Text:
+ + +

The Observers review of the novel stated: "Faulks has done in some ways an absolutely sterling job. He has resisted pastiche", and blamed the book's weaknesses on the character of Bond as created by Fleming.
Mark Lawson, writing in
The Guardian, praised it as "a smart and enjoyable act of literary resurrection. Among the now 33 post-Fleming Bonds, this must surely compete with
Kingsley Amis's for the title of the best". Faulks's 2009 novel,
A Week in December, takes place in the seven days leading up to Christmas in December 2007. It concerns the lives of a varied cast of characters living in London; Faulks himself has described the novel as "Dickensian" and cites
Bleak House and
Our Mutual Friend as influences, as well as New York novelists such as
Tom Wolfe and
Jay McInerney. The book was partly a response to the banking crisis. He chose to set it specifically in 2007 because "the whole world had changed: the banks were collapsing, we were facing Armageddon, and I understood then that I couldn't make this book right up to the moment[...] I chose that time because then the writing's on the wall, and it should be clear to anyone half-sensible that the game is up, but they're still going on." Reviews for the novel were mixed.

+ + +

Data excerpts:
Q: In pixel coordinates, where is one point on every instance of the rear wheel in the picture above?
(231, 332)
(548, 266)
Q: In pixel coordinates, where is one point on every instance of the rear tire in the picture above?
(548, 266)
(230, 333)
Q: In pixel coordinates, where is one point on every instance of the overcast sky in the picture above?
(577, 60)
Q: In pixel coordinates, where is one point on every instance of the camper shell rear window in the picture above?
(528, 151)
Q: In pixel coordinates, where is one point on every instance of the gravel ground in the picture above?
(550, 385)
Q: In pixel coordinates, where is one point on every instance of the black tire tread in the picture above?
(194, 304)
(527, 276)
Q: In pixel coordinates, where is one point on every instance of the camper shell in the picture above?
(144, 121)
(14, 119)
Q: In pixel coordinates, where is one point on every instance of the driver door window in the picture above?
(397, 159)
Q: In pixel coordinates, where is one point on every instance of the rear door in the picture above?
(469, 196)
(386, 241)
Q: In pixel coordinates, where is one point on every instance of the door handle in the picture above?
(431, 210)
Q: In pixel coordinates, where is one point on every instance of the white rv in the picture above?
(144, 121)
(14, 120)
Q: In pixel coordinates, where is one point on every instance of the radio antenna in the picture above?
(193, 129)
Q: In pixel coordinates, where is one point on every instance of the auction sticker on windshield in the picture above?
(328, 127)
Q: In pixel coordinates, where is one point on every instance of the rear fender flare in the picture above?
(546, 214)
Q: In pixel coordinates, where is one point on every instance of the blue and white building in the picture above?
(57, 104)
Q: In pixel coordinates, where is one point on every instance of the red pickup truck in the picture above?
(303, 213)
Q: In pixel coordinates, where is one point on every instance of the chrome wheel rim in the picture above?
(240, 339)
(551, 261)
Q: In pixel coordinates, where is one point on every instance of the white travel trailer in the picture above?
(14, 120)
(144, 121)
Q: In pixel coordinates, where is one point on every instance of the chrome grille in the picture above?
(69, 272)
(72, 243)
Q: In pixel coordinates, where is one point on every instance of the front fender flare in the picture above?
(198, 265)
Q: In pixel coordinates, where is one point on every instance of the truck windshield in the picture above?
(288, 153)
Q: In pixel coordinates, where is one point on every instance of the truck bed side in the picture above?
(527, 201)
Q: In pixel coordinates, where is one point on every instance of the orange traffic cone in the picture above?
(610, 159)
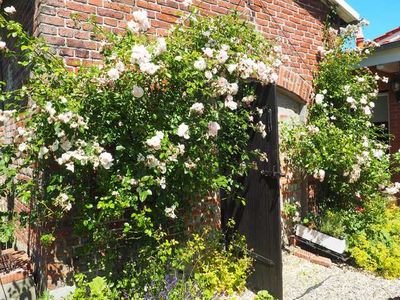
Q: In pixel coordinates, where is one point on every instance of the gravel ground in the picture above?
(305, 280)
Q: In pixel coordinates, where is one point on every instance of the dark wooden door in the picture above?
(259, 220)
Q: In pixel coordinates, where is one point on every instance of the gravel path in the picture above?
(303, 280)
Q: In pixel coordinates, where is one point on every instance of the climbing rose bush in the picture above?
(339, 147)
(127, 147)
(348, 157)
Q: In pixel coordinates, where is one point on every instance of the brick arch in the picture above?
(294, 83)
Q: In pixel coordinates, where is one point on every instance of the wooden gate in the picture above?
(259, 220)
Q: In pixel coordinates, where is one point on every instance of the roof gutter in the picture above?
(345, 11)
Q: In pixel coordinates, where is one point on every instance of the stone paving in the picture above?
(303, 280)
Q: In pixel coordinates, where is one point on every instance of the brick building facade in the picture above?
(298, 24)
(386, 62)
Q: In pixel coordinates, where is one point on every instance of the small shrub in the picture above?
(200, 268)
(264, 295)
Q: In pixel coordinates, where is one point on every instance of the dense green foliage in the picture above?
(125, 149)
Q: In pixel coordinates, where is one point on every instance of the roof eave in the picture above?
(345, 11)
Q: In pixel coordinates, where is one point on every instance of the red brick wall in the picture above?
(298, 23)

+ + +

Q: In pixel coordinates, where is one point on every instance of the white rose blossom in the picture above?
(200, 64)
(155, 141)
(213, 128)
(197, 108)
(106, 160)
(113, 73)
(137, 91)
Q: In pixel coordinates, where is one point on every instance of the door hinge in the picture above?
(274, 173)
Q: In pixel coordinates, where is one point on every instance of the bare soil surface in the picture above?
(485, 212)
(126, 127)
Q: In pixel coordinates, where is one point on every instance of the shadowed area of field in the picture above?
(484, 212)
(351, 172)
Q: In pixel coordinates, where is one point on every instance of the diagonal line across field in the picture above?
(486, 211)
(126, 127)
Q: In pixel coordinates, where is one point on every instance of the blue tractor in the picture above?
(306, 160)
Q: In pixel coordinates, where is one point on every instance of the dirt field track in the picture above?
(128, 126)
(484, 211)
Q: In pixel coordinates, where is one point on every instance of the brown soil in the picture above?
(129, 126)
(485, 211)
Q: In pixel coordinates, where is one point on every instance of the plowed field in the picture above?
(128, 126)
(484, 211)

+ + +

Output, word for word, the stretch of the text about Sebastian Faulks's novels that starts with "The Observers review" and ends with "created by Fleming.". The records were taken from a different source than the text about Sebastian Faulks's novels.

Completed task:
The Observers review of the novel stated: "Faulks has done in some ways an absolutely sterling job. He has resisted pastiche", and blamed the book's weaknesses on the character of Bond as created by Fleming.